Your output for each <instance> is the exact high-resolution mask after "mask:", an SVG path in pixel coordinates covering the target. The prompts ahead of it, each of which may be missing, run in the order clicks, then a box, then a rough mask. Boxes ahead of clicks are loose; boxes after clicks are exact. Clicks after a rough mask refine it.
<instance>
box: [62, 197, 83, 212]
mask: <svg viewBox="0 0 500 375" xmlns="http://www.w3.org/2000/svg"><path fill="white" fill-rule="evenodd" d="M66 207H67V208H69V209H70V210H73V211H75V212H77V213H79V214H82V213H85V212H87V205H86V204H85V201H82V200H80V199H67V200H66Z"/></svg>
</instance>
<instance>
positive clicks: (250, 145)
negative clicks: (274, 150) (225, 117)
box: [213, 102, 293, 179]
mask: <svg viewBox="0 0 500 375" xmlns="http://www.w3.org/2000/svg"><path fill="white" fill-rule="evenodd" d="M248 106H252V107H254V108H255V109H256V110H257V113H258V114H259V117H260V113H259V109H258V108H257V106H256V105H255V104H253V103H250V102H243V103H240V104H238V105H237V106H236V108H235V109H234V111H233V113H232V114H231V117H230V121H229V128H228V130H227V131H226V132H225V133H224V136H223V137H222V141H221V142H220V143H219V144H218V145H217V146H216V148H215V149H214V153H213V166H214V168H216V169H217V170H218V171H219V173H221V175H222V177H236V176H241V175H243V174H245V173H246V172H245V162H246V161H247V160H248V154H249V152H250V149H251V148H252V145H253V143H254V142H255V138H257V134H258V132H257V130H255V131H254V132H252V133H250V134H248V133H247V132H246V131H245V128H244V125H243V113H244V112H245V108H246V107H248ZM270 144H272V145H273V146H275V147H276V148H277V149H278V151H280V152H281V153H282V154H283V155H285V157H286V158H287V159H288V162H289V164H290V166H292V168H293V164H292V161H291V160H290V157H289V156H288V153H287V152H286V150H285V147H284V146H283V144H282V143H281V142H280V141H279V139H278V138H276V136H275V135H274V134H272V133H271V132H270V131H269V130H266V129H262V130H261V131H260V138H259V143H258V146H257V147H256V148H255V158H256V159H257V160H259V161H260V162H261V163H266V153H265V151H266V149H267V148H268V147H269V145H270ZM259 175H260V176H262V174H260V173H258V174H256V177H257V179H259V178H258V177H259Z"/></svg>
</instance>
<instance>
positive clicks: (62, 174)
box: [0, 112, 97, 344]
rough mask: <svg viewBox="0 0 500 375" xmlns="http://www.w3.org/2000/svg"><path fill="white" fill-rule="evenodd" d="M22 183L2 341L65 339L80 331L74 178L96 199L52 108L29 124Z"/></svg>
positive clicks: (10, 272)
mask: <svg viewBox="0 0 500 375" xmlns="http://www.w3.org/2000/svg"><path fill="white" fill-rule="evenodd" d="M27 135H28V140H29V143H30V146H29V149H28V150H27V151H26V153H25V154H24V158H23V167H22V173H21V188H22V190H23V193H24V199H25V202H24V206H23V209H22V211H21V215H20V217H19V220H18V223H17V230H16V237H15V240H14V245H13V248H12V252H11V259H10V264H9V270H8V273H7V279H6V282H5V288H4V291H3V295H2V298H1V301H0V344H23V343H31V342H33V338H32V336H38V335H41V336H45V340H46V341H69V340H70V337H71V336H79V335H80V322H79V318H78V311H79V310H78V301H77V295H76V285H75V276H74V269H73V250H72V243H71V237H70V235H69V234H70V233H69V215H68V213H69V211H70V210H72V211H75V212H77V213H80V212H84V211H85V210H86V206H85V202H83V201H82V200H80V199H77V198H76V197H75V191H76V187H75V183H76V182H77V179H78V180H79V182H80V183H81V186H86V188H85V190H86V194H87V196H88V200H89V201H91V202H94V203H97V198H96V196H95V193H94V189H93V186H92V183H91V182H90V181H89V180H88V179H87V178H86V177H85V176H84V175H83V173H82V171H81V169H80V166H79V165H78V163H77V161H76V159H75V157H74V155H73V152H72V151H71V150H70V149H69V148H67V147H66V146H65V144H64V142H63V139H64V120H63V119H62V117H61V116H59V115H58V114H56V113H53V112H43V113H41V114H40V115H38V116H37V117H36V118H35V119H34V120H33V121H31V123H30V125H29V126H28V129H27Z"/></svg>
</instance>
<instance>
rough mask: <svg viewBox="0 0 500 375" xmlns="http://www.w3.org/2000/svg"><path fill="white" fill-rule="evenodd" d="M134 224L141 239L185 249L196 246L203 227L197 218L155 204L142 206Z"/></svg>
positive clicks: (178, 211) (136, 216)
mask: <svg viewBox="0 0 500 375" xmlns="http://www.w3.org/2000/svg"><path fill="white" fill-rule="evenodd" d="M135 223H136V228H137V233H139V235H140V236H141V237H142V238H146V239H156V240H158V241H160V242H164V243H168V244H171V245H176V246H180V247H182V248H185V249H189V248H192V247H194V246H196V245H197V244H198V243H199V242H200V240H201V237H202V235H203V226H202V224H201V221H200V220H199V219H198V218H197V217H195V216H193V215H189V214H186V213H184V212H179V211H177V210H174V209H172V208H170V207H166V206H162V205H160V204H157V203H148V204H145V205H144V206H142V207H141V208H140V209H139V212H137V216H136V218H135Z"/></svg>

··········

**Work order**
Update the rows above by replacing every "positive clicks" with "foreground clicks" and leaving everything else as it is.

**Task response**
Your output for each <instance> is the exact high-resolution mask after "mask:", an SVG path in pixel coordinates covering the target. The prompts ahead of it, each of which may be missing, run in the order clicks, then a box, then a rough mask. Boxes ahead of clicks are loose; boxes after clicks are exact. Clicks after a rough mask refine it.
<instance>
box: [62, 197, 83, 212]
mask: <svg viewBox="0 0 500 375" xmlns="http://www.w3.org/2000/svg"><path fill="white" fill-rule="evenodd" d="M66 207H67V208H69V209H70V210H73V211H75V212H77V213H79V214H82V213H85V212H87V205H86V204H85V201H82V200H80V199H67V200H66Z"/></svg>
</instance>
<instance>
foreground clicks: (250, 145)
negative clicks: (274, 150) (225, 117)
box: [213, 102, 293, 179]
mask: <svg viewBox="0 0 500 375" xmlns="http://www.w3.org/2000/svg"><path fill="white" fill-rule="evenodd" d="M248 106H252V107H254V108H255V109H256V110H257V113H258V114H259V117H260V113H259V109H258V108H257V106H256V105H255V104H253V103H250V102H243V103H240V104H238V105H237V106H236V108H235V109H234V111H233V113H232V114H231V117H230V121H229V128H228V130H227V131H226V132H225V133H224V136H223V137H222V141H221V142H220V143H219V144H218V145H217V146H216V148H215V149H214V153H213V166H214V168H216V169H217V170H218V171H219V173H221V175H222V177H236V176H241V175H243V174H245V173H246V172H245V162H246V161H247V160H248V154H249V152H250V149H251V148H252V145H253V143H254V142H255V138H257V134H258V132H257V130H255V131H254V132H252V133H250V134H248V133H247V132H246V131H245V128H244V125H243V113H244V112H245V108H246V107H248ZM270 144H272V145H273V146H275V147H276V148H277V149H278V151H280V152H281V153H282V154H283V155H285V157H286V158H287V159H288V162H289V164H290V166H292V168H293V164H292V161H291V160H290V157H289V156H288V153H287V152H286V150H285V147H284V146H283V144H282V143H281V142H280V141H279V139H278V138H276V136H275V135H274V134H272V133H271V132H270V131H269V130H266V129H262V130H261V131H260V138H259V143H258V146H257V147H256V148H255V158H256V159H257V160H259V161H260V162H261V163H266V153H265V151H266V149H267V148H268V147H269V145H270ZM259 175H260V176H262V174H260V173H258V174H256V177H257V179H259V178H258V177H259Z"/></svg>
</instance>
<instance>
foreground clicks: (62, 174)
box: [0, 112, 97, 344]
rough mask: <svg viewBox="0 0 500 375" xmlns="http://www.w3.org/2000/svg"><path fill="white" fill-rule="evenodd" d="M22 183L2 341L65 339L80 331L74 178L96 199L52 108L29 124Z"/></svg>
foreground clicks: (10, 272)
mask: <svg viewBox="0 0 500 375" xmlns="http://www.w3.org/2000/svg"><path fill="white" fill-rule="evenodd" d="M27 135H28V140H29V143H30V146H29V149H28V150H27V151H26V153H25V154H24V158H23V167H22V173H21V188H22V190H23V193H24V199H25V202H24V206H23V209H22V211H21V215H20V217H19V220H18V223H17V230H16V237H15V240H14V245H13V248H12V252H11V259H10V264H9V270H8V273H7V279H6V282H5V288H4V291H3V295H2V298H1V301H0V344H23V343H31V342H33V338H32V336H38V335H41V336H45V340H46V341H69V340H70V337H71V336H79V335H80V322H79V318H78V311H79V310H78V301H77V295H76V285H75V276H74V269H73V250H72V243H71V237H70V235H69V234H70V233H69V215H68V213H69V211H70V210H72V211H75V212H77V213H80V212H84V211H85V210H86V206H85V202H83V201H82V200H80V199H77V198H76V197H75V191H76V187H75V183H76V182H77V179H78V180H79V182H80V183H81V186H86V188H85V190H86V194H87V196H88V200H89V201H91V202H94V203H97V198H96V196H95V193H94V189H93V186H92V183H91V182H90V181H89V180H88V179H87V178H86V177H85V176H84V175H83V173H82V171H81V169H80V166H79V165H78V163H77V161H76V159H75V157H74V155H73V152H72V151H71V150H70V149H69V148H67V147H66V146H65V144H64V142H63V139H64V120H63V119H62V117H61V116H59V115H58V114H56V113H53V112H43V113H41V114H40V115H38V116H37V117H36V118H35V119H34V120H33V121H31V123H30V125H29V126H28V129H27Z"/></svg>
</instance>
<instance>
rough mask: <svg viewBox="0 0 500 375" xmlns="http://www.w3.org/2000/svg"><path fill="white" fill-rule="evenodd" d="M134 224L141 239L185 249L196 246L203 227L197 218L155 204L142 206Z"/></svg>
foreground clicks: (178, 211) (136, 216)
mask: <svg viewBox="0 0 500 375" xmlns="http://www.w3.org/2000/svg"><path fill="white" fill-rule="evenodd" d="M135 223H136V228H137V233H139V235H140V236H141V237H142V238H146V239H156V240H158V241H160V242H164V243H168V244H171V245H176V246H180V247H182V248H185V249H189V248H192V247H194V246H196V245H197V244H198V243H199V242H200V240H201V237H202V235H203V226H202V224H201V221H200V220H199V219H198V218H197V217H195V216H193V215H189V214H186V213H184V212H179V211H177V210H174V209H172V208H170V207H166V206H162V205H160V204H157V203H148V204H145V205H144V206H142V207H141V208H140V209H139V212H137V216H136V218H135Z"/></svg>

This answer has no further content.